__ENTRIES SUPPLIED__.
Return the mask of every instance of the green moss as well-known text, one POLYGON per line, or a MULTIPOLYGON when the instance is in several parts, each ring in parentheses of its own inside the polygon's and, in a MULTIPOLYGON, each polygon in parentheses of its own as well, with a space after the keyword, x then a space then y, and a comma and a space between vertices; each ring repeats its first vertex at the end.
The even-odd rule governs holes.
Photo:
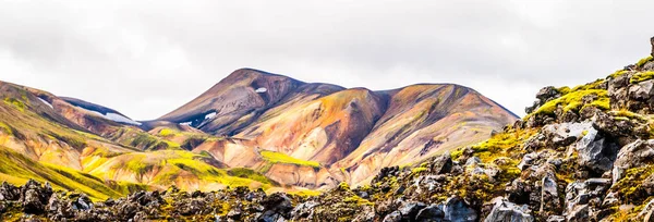
POLYGON ((13 131, 11 130, 11 127, 9 127, 9 125, 0 122, 0 132, 7 134, 7 135, 13 135, 13 131))
POLYGON ((338 188, 341 190, 350 190, 350 184, 341 182, 340 184, 338 184, 338 188))
POLYGON ((645 165, 627 170, 625 177, 618 181, 611 189, 617 189, 621 200, 640 205, 650 196, 647 187, 643 186, 643 182, 654 173, 654 165, 645 165))
POLYGON ((619 110, 619 111, 609 111, 608 114, 616 116, 616 118, 627 118, 628 120, 637 120, 637 121, 641 121, 641 122, 649 122, 649 118, 631 112, 631 111, 627 111, 627 110, 619 110))
POLYGON ((414 174, 421 173, 423 171, 427 171, 427 168, 414 168, 414 169, 411 169, 411 173, 414 173, 414 174))
POLYGON ((12 106, 14 108, 16 108, 17 110, 20 110, 21 112, 25 111, 25 103, 19 99, 15 98, 11 98, 11 97, 5 97, 4 98, 4 103, 12 106))
POLYGON ((350 197, 347 197, 346 199, 343 199, 343 202, 346 203, 354 203, 354 205, 367 205, 367 206, 374 206, 373 202, 368 201, 367 199, 363 199, 360 196, 356 195, 352 195, 350 197))
POLYGON ((459 148, 450 152, 450 157, 452 158, 452 160, 458 160, 461 156, 463 156, 463 150, 464 148, 459 148))
POLYGON ((639 60, 639 61, 635 63, 635 66, 638 66, 638 67, 642 67, 643 65, 645 65, 645 63, 647 63, 647 62, 650 62, 650 61, 652 61, 652 60, 654 60, 654 58, 652 58, 652 55, 645 57, 645 58, 643 58, 643 59, 639 60))
POLYGON ((566 95, 566 94, 570 92, 570 87, 564 86, 564 87, 557 88, 556 90, 561 95, 566 95))
POLYGON ((241 178, 250 178, 253 181, 261 182, 262 184, 275 184, 279 185, 277 182, 266 177, 264 174, 261 174, 252 169, 246 168, 233 168, 227 171, 230 176, 237 176, 241 178))
POLYGON ((557 99, 554 99, 541 106, 538 110, 534 112, 534 114, 554 114, 554 112, 559 106, 564 108, 564 112, 579 111, 586 106, 596 107, 602 110, 608 110, 610 109, 610 100, 608 98, 607 91, 604 89, 573 90, 569 94, 566 94, 557 99), (590 104, 583 104, 582 98, 589 95, 596 95, 597 99, 591 102, 590 104))
POLYGON ((629 83, 637 84, 654 78, 654 71, 637 73, 629 79, 629 83))
POLYGON ((323 193, 318 192, 318 190, 313 190, 313 189, 301 189, 301 190, 295 190, 295 192, 289 192, 289 194, 298 195, 300 197, 315 197, 315 196, 320 196, 323 193))
POLYGON ((616 77, 625 75, 627 73, 629 73, 629 71, 627 71, 627 70, 618 70, 615 73, 611 73, 610 75, 608 75, 608 77, 616 78, 616 77))
POLYGON ((320 168, 320 163, 318 163, 316 161, 300 160, 300 159, 287 156, 281 152, 263 150, 263 151, 261 151, 261 155, 264 158, 264 160, 271 162, 271 163, 289 163, 289 164, 295 164, 295 165, 307 165, 307 166, 312 166, 312 168, 316 168, 316 169, 320 168))
POLYGON ((97 200, 126 195, 122 184, 105 182, 96 176, 73 169, 33 161, 9 148, 0 147, 0 181, 23 185, 33 178, 50 182, 56 189, 77 190, 97 200), (112 184, 112 185, 108 185, 112 184))
POLYGON ((511 157, 535 133, 535 130, 504 132, 471 148, 474 150, 474 156, 479 157, 482 162, 493 162, 497 158, 511 157))
POLYGON ((148 180, 149 183, 161 186, 187 183, 186 181, 264 189, 277 186, 276 182, 245 169, 232 169, 230 174, 228 171, 208 164, 207 162, 210 162, 208 158, 186 150, 132 152, 117 158, 121 162, 114 162, 109 171, 94 170, 90 173, 99 177, 114 177, 116 174, 126 171, 136 174, 137 178, 144 175, 153 176, 148 180))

__DESCRIPTION OF THE TASK__.
Give everything from the line containing "POLYGON ((13 131, 11" down to the line containing "POLYGON ((414 174, 421" as a JSON list of strings, with one string per line and both of those lines included.

__RESULT__.
[
  "POLYGON ((13 131, 11 130, 11 127, 9 127, 9 125, 0 122, 0 132, 7 134, 7 135, 13 135, 13 131))",
  "POLYGON ((338 188, 341 190, 350 190, 350 184, 341 182, 340 184, 338 184, 338 188))",
  "POLYGON ((645 165, 627 170, 625 177, 618 181, 611 189, 617 189, 621 200, 640 205, 650 196, 647 187, 643 186, 643 182, 654 173, 654 165, 645 165))",
  "POLYGON ((619 110, 619 111, 609 111, 608 114, 616 116, 616 118, 627 118, 628 120, 637 120, 637 121, 641 121, 641 122, 649 122, 649 118, 631 112, 631 111, 627 111, 627 110, 619 110))",
  "POLYGON ((414 174, 421 173, 423 171, 427 171, 427 168, 414 168, 414 169, 411 169, 411 173, 414 173, 414 174))"
]